[[ RECORDS FOR PROCESSING open ]]

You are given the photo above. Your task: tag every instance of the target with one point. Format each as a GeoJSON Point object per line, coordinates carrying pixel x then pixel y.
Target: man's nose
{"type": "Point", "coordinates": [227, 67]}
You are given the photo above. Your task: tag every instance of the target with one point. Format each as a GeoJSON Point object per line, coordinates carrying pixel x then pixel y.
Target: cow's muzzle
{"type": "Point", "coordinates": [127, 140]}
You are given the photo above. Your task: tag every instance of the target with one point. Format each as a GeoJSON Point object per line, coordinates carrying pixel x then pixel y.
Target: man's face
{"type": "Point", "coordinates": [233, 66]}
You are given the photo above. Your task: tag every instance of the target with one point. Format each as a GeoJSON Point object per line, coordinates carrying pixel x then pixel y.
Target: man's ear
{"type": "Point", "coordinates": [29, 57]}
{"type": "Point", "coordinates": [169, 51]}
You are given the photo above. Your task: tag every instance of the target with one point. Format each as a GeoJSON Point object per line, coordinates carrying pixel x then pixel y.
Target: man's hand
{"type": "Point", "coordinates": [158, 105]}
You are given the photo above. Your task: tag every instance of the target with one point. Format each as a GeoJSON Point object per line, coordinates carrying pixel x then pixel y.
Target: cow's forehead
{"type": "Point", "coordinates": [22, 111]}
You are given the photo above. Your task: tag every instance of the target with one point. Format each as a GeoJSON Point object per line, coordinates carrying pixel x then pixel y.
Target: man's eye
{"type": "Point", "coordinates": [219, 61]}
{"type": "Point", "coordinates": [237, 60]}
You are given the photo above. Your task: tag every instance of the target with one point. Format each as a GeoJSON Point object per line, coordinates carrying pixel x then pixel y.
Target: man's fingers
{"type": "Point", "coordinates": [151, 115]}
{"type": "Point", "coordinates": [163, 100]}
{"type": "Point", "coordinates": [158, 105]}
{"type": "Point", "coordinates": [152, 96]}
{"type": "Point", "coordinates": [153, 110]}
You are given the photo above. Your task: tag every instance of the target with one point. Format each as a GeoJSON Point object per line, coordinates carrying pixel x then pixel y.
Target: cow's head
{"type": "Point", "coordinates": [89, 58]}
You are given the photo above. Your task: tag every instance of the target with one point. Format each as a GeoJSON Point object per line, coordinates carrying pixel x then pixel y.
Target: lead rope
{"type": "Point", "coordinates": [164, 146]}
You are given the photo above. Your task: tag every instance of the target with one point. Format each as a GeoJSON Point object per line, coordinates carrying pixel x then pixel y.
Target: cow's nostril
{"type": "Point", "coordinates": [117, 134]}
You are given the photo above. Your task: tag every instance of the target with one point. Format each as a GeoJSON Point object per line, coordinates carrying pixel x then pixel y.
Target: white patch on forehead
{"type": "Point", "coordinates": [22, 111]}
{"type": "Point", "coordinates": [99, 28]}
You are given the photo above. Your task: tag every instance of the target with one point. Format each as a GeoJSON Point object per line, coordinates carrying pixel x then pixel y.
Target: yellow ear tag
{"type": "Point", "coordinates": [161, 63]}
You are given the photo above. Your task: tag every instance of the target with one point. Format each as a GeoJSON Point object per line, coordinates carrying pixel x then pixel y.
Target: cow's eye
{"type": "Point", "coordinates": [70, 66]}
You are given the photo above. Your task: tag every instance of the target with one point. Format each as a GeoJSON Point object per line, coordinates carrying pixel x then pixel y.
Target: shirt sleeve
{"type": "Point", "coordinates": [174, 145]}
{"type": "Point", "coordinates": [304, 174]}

[[ RECORDS FOR PROCESSING closed ]]

- _INSTRUCTIONS TO FOLLOW_
Word for word, every record must be given again.

- _ANSWER BOX_
You are given the photo above. Your task: tag every instance of the target with one point. Format each as a GeoJSON Point object per line, coordinates carrying pixel x then pixel y.
Target: man's nose
{"type": "Point", "coordinates": [227, 67]}
You are given the photo above. Your task: tag every instance of the target with one point. Format each as a GeoJSON Point object per line, coordinates carrying pixel x then pixel y.
Target: cow's muzzle
{"type": "Point", "coordinates": [127, 140]}
You are given the photo above. Your task: tag every instance of the target with one point. Format each as a GeoJSON Point object per line, coordinates carrying pixel x then pixel y.
Target: man's face
{"type": "Point", "coordinates": [233, 66]}
You are given the photo above. Your task: tag every instance of the target with one point. Format each as a GeoJSON Point object per line, coordinates carrying pixel x then pixel y.
Target: man's ear
{"type": "Point", "coordinates": [29, 57]}
{"type": "Point", "coordinates": [169, 51]}
You are given the photo above. Your task: tag every instance of the target with one point. Format each as a GeoJSON Point object per line, coordinates carrying pixel x then pixel y.
Target: man's hand
{"type": "Point", "coordinates": [158, 105]}
You are given the photo above. Your task: tag every instance of the target with one point. Format each as a GeoJSON Point object per line, coordinates carrying pixel x then pixel y.
Target: cow's forehead
{"type": "Point", "coordinates": [22, 111]}
You are given the photo above. Your task: tag every instance of the target with one point. Format each as a GeoJSON Point object per line, coordinates carrying pixel x then pixel y.
Target: man's eye
{"type": "Point", "coordinates": [219, 61]}
{"type": "Point", "coordinates": [237, 60]}
You are given the photo above. Your task: tag every instance of the target with one point. Format each as a GeoJSON Point object per line, coordinates carrying pixel x then pixel y.
Target: man's fingers
{"type": "Point", "coordinates": [151, 115]}
{"type": "Point", "coordinates": [163, 100]}
{"type": "Point", "coordinates": [158, 105]}
{"type": "Point", "coordinates": [152, 96]}
{"type": "Point", "coordinates": [153, 110]}
You are given the photo above. Your task: tag every instance of the target with one point. Format each as a GeoJSON Point object per line, coordinates carrying pixel x then pixel y.
Target: cow's head
{"type": "Point", "coordinates": [89, 58]}
You are given the photo above. Your task: tag every instance of the target with one point. Format each as a GeoJSON Point object per line, coordinates carrying pixel x then pixel y.
Target: lead rope
{"type": "Point", "coordinates": [164, 146]}
You are given the photo above. Your task: tag every instance of the target with one point. Format each as a GeoJSON Point object per line, coordinates carrying pixel x then pixel y.
Target: cow's nostril
{"type": "Point", "coordinates": [117, 134]}
You are given the photo above. Your task: tag every instance of the target with one point. Format each as a GeoJSON Point object per line, coordinates carrying pixel x then pixel y.
Target: white patch on forehead
{"type": "Point", "coordinates": [22, 111]}
{"type": "Point", "coordinates": [99, 28]}
You are given the photo above. Your task: tag every instance of the target with one point. Format each as a GeoJSON Point object per line, coordinates carrying pixel x then pixel y.
Target: yellow ear tag
{"type": "Point", "coordinates": [161, 63]}
You are given the photo above. Your task: tag every instance of the target with one point. Format each as a GeoJSON Point object per line, coordinates carrying pixel x then pixel y.
Target: cow's eye
{"type": "Point", "coordinates": [70, 66]}
You are given the photo above. Your task: tag every instance of the target with one point. Format each as a GeoJSON Point object per line, coordinates carrying pixel x then pixel y.
Target: shirt sleeve
{"type": "Point", "coordinates": [174, 145]}
{"type": "Point", "coordinates": [304, 174]}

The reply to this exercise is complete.